Destaquemos apenas cuatro puntos: “nosotros”; “tradición auténtica”; “porvenir común”; “reconciliarnos”. Entre diciembre de 1978 y octubre de 1982, esos cuatro puntos parecían cumplidos. Había un “nosotros”, representado por el 88% de los votos favorables a la Constitución. Había una “tradición auténtica” y un “porvenir común”, que se encarnaban en el rechazo a cualquier explicación culturalista para el cainismo ibérico, la reivindicación de los periodos de concordia y progreso y el horizonte ambicioso de la entrada en las instituciones europeas y atlánticas y de conquistar los mismos derechos y libertades, y la prosperidad, que disfrutaban nuestros vecinos. Había un “reconciliarnos” difícil y trabajoso, que pasó, entre muchas otras cosas, por el harakiri de las cortes franquistas, la impresionante manifestación silenciosa tras la matanza de Atocha, la legalización del pce y la capacidad de aguante del presidente Suárez y el vicepresidente Gutiérrez Mellado; y por el papel del rey el 23 de febrero de 1981. Y luego llegó el cambio de la mano de Felipe González y el arrollador triunfo de las elecciones de 1982 y de repente España era otra.

Todo es mentira, obviamente. España llevaba años siendo otra, como cualquier repaso a una serie de orlas de cualquier colegio tradicional en cualquier ciudad de España demuestra. Clases reducidas de apenas media docena de adolescentes envejecidos prematuramente en los cuarenta, que se expanden tímidamente en los cincuenta y que a partir de primeros de los sesenta abandonan paulatinamente el pelo cepillo, la americana y la corbata. A la altura de 1970, las fotos de graduación pueden ser de Valencia o de San Francisco.

Ese impulso, desde arriba y desde abajo, por construir un “porvenir común” tuvo un éxito descomunal. Pero como toda fórmula ganadora, acabó por gastarse. A finales de la década de los dos mil, personalidades y prácticas que no se habían sabido renovar seguían dominando la sociedad española. La crisis consiguiente, que no afectó solo a España, fue profunda, grave y duradera. Uno de sus resultados fue alentar una deriva locoide y desquiciada del nacionalismo catalán. Otro, generar un inasible deseo de volver a acariciar un proyecto compartido ilusionante. De ahí nace Podemos y en eso se convierte Ciudadanos. Esa voluntad regeneradora invadió a una porción mayoritaria de la sociedad española, y electoralmente incluyó también al psoe y al sector más vivo de un pp perplejo ante la perplejidad de su líder. Ahí aparece el bucle de retroalimentación del independentismo, que para justificarse a sí mismo dibujó un fantoche como rival: España era un funcionario franquista con bigotito, un López Vázquez intolerante y soez que desprecia cuanto ignora.

**********

§ **Instrucción dada 1**:
En el texto sobre la historia reciente de España, ¿qué porcentaje de votos favorables a la Constitución representaba aquel «nosotros»?
§ **Instrucción dada 2**:
Prosiga el texto sobre la historia reciente de España a partir de su última oración.

Datos sin procesar
**********

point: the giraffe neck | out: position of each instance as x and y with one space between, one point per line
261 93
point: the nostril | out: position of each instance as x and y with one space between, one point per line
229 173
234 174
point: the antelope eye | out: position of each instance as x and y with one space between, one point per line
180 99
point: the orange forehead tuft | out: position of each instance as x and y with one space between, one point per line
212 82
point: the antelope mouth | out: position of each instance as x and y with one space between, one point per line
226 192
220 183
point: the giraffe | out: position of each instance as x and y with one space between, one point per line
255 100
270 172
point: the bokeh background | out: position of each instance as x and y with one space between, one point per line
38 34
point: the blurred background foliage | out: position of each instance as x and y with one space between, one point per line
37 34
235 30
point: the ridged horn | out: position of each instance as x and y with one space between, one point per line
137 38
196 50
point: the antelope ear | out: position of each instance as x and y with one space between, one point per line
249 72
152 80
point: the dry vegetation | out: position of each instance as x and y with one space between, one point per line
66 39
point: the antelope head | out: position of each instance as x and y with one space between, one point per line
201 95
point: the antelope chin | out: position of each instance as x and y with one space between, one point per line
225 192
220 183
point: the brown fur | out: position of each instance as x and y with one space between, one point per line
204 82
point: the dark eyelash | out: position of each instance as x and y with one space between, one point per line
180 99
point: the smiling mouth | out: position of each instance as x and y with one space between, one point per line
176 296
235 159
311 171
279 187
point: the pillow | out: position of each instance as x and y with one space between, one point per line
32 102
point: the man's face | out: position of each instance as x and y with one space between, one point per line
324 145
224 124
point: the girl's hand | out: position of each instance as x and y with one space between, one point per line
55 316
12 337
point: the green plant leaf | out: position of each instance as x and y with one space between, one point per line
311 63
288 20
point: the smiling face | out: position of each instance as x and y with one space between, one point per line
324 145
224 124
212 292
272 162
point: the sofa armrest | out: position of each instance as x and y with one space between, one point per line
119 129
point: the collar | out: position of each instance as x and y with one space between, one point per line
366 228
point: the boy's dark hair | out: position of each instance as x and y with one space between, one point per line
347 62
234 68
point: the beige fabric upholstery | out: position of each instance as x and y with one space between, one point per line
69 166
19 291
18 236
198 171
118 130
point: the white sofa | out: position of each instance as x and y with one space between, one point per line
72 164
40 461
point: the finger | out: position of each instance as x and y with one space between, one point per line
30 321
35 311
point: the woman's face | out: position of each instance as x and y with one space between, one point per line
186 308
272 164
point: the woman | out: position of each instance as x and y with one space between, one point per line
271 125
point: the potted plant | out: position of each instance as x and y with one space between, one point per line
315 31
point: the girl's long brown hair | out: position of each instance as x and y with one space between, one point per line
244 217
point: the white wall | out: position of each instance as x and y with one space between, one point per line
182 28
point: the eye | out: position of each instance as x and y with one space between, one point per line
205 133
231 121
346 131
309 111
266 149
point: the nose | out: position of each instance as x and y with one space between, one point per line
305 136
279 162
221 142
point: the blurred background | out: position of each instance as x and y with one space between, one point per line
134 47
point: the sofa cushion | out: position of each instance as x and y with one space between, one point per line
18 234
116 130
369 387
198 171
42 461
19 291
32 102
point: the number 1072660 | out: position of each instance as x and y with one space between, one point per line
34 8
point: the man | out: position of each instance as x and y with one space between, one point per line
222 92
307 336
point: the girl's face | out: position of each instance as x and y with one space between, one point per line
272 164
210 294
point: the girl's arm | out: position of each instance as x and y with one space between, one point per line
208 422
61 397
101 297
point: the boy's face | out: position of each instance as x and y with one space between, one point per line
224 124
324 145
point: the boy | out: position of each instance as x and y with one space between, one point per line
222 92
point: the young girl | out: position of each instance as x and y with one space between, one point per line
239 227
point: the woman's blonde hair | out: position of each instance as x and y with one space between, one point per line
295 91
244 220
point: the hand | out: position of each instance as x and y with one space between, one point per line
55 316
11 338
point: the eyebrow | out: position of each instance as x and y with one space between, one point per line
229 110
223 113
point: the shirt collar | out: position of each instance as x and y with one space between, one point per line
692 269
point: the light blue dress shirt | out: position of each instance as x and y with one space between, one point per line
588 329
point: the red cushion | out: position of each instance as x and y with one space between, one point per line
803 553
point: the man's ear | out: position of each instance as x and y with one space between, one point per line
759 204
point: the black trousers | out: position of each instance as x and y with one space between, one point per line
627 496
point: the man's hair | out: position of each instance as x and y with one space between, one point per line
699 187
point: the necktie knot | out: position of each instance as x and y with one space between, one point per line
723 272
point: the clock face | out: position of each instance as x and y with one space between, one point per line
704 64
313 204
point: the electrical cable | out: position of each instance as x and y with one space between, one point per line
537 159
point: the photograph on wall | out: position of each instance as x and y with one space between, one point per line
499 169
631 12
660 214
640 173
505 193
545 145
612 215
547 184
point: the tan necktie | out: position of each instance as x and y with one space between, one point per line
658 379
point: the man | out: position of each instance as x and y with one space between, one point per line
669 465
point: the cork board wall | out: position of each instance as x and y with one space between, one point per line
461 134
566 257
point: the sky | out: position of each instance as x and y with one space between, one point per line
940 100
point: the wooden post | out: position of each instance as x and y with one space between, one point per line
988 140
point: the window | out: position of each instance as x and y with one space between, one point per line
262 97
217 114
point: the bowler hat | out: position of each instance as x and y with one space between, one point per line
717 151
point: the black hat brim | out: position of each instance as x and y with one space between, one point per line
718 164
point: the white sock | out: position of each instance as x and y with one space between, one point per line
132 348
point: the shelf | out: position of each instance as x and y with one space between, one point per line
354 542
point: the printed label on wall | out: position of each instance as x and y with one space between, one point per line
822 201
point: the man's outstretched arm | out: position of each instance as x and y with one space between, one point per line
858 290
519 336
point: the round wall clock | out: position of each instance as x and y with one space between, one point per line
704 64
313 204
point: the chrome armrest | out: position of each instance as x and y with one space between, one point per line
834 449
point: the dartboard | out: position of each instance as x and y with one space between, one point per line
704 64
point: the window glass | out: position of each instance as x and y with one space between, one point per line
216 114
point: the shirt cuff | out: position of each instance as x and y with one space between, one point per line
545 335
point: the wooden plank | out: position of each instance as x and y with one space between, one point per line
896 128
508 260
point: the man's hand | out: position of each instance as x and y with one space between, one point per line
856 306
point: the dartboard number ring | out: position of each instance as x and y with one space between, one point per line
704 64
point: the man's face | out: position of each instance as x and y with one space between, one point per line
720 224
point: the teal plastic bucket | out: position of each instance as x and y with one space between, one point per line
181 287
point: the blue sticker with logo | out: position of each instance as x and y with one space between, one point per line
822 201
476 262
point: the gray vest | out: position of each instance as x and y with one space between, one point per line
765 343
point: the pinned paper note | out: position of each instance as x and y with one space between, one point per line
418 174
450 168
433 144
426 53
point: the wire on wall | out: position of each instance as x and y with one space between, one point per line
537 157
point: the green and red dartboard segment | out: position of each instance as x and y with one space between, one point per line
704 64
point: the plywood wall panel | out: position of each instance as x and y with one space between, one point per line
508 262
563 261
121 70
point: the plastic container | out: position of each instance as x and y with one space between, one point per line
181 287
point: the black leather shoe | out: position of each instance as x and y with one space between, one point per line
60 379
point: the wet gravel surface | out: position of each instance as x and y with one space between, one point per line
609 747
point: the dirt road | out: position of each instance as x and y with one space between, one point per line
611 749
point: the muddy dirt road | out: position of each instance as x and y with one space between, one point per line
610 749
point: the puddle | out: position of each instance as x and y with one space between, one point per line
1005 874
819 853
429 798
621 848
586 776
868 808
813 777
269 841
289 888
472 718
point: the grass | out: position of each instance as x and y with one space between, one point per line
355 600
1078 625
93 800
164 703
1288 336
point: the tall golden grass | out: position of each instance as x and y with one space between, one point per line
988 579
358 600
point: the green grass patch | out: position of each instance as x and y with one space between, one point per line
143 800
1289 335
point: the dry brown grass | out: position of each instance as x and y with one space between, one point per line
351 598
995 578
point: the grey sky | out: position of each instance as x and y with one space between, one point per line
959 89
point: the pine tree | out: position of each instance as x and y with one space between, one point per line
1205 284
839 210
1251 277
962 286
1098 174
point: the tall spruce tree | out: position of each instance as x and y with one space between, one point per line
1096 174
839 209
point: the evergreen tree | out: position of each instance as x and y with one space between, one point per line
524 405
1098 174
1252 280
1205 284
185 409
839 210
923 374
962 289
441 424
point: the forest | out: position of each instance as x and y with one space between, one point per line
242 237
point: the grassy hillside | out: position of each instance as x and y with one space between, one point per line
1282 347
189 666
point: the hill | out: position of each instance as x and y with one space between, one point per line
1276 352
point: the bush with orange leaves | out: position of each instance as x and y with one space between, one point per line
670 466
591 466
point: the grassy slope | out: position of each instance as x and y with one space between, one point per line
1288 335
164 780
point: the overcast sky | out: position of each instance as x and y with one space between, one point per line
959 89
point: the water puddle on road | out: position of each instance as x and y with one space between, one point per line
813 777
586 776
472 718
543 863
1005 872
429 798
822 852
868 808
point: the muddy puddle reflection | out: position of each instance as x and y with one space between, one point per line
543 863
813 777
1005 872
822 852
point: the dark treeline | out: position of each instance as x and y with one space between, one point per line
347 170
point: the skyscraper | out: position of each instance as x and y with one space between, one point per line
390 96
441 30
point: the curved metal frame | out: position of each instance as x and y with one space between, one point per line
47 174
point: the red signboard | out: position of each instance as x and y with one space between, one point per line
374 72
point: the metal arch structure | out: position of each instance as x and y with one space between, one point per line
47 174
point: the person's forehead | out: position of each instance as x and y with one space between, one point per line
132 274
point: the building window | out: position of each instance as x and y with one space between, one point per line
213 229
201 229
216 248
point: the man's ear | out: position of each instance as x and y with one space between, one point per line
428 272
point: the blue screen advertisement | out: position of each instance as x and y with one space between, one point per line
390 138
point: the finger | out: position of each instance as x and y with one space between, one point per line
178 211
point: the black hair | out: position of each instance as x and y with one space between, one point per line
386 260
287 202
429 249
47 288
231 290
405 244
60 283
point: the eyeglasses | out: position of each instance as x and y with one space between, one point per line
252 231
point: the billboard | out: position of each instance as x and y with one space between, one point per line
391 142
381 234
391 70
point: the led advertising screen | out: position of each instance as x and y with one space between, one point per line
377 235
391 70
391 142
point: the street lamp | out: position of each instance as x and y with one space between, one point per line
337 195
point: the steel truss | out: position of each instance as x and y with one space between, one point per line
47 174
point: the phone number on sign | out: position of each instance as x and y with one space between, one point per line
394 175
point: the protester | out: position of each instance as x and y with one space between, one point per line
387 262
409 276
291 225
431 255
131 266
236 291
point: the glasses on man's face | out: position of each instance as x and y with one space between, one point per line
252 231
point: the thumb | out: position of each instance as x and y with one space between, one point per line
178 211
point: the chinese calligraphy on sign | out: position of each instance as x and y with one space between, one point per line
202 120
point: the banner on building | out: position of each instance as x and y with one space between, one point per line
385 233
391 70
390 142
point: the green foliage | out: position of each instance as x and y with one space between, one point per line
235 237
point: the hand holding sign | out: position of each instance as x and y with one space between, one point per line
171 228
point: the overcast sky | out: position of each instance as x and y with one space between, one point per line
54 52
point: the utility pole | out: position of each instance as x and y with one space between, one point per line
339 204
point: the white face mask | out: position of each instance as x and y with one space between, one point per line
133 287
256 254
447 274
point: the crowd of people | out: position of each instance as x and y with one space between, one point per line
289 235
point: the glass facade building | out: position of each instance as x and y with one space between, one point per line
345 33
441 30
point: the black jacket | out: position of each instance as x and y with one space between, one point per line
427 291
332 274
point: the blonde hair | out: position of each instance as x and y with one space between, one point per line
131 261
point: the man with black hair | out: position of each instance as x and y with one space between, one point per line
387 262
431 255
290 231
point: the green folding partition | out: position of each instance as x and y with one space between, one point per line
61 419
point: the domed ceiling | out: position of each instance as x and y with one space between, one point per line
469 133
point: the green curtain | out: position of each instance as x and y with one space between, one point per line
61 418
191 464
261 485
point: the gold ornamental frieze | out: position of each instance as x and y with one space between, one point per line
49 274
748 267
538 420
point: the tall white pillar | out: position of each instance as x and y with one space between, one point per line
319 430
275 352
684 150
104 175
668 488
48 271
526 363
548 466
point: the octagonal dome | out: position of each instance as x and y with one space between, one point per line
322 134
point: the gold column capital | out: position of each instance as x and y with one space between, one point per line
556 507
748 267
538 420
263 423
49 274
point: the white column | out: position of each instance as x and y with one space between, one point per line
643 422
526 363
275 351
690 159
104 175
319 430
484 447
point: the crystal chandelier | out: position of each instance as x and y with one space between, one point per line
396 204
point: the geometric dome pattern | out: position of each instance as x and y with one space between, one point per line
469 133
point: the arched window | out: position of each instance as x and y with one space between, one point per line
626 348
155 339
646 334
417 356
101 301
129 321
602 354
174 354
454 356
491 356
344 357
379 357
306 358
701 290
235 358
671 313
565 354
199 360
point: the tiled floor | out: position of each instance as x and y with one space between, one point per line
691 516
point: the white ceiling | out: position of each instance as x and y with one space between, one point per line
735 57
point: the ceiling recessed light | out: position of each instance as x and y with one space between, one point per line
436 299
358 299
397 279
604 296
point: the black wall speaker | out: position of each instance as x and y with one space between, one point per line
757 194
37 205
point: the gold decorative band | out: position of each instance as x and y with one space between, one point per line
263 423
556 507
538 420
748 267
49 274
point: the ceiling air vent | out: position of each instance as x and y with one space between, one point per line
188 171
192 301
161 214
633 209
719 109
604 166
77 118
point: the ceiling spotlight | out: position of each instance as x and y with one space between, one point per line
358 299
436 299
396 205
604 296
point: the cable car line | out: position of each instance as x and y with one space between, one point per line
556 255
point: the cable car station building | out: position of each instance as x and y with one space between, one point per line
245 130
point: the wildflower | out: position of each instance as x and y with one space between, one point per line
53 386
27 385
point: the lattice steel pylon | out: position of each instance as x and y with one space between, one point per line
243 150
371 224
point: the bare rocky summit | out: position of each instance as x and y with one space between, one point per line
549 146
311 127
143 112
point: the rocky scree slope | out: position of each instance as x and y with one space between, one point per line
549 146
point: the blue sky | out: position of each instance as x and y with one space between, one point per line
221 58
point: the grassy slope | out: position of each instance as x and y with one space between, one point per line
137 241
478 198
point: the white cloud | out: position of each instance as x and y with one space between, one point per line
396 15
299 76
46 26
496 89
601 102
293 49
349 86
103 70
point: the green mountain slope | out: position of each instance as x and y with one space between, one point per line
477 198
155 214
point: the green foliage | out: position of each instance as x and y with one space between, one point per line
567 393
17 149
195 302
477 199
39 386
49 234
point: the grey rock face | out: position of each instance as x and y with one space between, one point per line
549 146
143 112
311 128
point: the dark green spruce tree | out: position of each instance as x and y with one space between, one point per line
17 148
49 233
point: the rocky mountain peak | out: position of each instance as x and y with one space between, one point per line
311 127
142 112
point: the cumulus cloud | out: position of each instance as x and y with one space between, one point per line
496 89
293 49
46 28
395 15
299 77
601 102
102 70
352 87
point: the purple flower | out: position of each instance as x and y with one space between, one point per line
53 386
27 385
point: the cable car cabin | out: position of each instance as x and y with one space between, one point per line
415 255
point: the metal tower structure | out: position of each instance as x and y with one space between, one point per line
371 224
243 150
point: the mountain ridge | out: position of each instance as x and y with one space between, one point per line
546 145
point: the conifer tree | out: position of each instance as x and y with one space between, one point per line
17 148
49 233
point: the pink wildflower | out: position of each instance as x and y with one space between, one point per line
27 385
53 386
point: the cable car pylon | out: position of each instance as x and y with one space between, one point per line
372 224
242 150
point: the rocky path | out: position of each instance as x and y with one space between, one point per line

**********

§ **Resultado 1**:
El 88% de los votos.

§ **Resultado 2**:
El 8 de octubre de 2017 esas dos corrientes eclosionaron en las calles de Barcelona enarbolando senyeras, banderas españolas y europeas, al grito de “no somos fachas, somos españoles” y sobre todo “no estáis solos”, que para una parte sustancial de la sociedad catalana suponía un rescate milagroso del marasmo provocado el 6 y 7 de septiembre. ¿Se abrió allí una ventana de oportunidad para que de nuevo un 88% de la población apoyara un porvenir común, o al menos unas reglas compartidas para buscar un porvenir común? Varias generaciones de españoles se miraban en el retrato dibujado por el independentismo y no se reconocían. Se tejieron alianzas y aparecieron apoyos insospechados. La sensación de acoso, de asedio, de peligro para todo lo conseguido unió a gente que no tenía nada que ver. Ese 8 de octubre, y el 29 del mismo mes de nuevo, se reunieron en las calles de Barcelona premios Nobel peruanos, ex primeros ministros franceses, profesores de universidad, antiguos altos cargos socialistas, falangistas democratizados, ciudadanos de a pie. ¿Se podía haber construido algo a partir de esos retales?

A lo mejor era todo mentira de nuevo y tiene razón quien ya descontaba los artículos melancólicos, y sabía que era todo maniobrismo político. La moción de censura contra Rajoy volcó el tablero y obligó a repartir cartas de nuevo. Ya no se compartían trincheras, porque además el independentismo había perdido la partida, y sin enemigo enfrente la cohesión flaquea. Esa es una perspectiva convincente: es todo puro juego político, batallas por el poder. A pie de calle se ve distinto, y parece que hay grandes motivaciones y principios en juego, pero en el fondo es una gran pantomima y no hay ni impulso regenerador ni defensa de los valores fundamentales ni lucha por el bien absoluto –porque si lo descartas en los demás, tampoco puedes alardear de ellos–. Se trata solo de decidir quién manda.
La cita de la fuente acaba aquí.